» Work to complete
1. Transcribe the text below from "MIHAIL KOGALNICEANU AIR" to "heavy machine gun.".
2. In the text below, what kind of vehicle runs the training course at Novo Selo?
3. Translate this sentence from the text below into Spanish: "Today, nearly 20 years after the end of the Cold War they are flaking, subdued images of a bygone era."

» Text
- Opening Delimiter -

MIHAIL KOGALNICEANU AIR BASE, Romania -- Nearly 40 years ago, murals depicting the glory of the Soviet military were freshly painted at the Novo Selo training area in Bulgaria. Today, nearly 20 years after the end of the Cold War they are flaking, subdued images of a bygone era. Now, artificial thunder echoes through the hills as a Bulgarian M1117 Guardian armored security vehicle runs the training course, mowing down targets with fire from its mounted heavy machine gun.

The son of a Walla Walla man is faced with these reminders of the Cold War and the difficulties of conducting U.S. Army business in a foreign nation, as a member of Joint Task Force -- East, a multinational task force designed to make stronger allies of Romania and Bulgaria. The operation hones the skills of soldiers from all three nations as well as helping the people living in some of the poorest areas of the two European countries.

- Closing Delimiter -

» Source information
- Opening Delimiter -

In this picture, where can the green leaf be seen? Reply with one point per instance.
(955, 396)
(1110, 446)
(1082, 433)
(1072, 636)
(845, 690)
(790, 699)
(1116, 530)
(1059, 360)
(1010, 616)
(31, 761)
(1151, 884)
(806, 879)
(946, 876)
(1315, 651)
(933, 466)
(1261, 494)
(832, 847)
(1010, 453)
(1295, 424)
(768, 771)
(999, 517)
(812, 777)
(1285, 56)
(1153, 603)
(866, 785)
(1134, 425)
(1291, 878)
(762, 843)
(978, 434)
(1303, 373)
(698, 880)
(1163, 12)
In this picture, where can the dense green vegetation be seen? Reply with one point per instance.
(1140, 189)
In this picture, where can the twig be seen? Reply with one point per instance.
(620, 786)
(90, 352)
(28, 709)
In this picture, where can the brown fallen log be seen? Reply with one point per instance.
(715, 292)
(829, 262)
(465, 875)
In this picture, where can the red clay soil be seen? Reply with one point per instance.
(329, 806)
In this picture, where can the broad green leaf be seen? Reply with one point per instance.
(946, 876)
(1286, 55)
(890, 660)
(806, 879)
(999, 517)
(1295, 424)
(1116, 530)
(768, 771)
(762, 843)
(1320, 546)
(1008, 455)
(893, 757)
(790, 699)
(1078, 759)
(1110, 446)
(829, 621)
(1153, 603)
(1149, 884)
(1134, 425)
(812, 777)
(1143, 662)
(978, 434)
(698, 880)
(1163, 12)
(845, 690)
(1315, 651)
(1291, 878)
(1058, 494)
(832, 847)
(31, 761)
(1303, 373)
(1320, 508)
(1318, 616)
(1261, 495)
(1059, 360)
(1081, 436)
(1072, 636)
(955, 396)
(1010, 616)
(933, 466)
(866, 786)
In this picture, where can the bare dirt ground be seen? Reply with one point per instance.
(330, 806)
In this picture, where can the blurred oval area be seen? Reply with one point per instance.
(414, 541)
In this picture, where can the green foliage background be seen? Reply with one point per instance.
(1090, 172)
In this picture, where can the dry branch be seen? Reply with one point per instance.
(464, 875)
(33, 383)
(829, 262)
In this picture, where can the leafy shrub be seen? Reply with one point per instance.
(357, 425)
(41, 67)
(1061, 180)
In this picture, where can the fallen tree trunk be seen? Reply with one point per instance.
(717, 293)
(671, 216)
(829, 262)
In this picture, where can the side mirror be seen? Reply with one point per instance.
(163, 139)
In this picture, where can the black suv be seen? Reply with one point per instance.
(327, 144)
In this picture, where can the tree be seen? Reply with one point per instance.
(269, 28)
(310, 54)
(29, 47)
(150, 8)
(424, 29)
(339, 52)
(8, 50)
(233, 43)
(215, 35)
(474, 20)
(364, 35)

- Closing Delimiter -

» Activity answers
1.
MIHAIL KOGALNICEANU AIR BASE, Romania -- Nearly 40 years ago, murals depicting the glory of the Soviet military were freshly painted at the Novo Selo training area in Bulgaria. Today, nearly 20 years after the end of the Cold War they are flaking, subdued images of a bygone era. Now, artificial thunder echoes through the hills as a Bulgarian M1117 Guardian armored security vehicle runs the training course, mowing down targets with fire from its mounted heavy machine gun.

2. A Bulgarian M1117 Guardian armored security vehicle.

3. Hoy, casi 20 años después del fin de la Guerra Fría, son imágenes descascaradas y apagadas de una época pasada.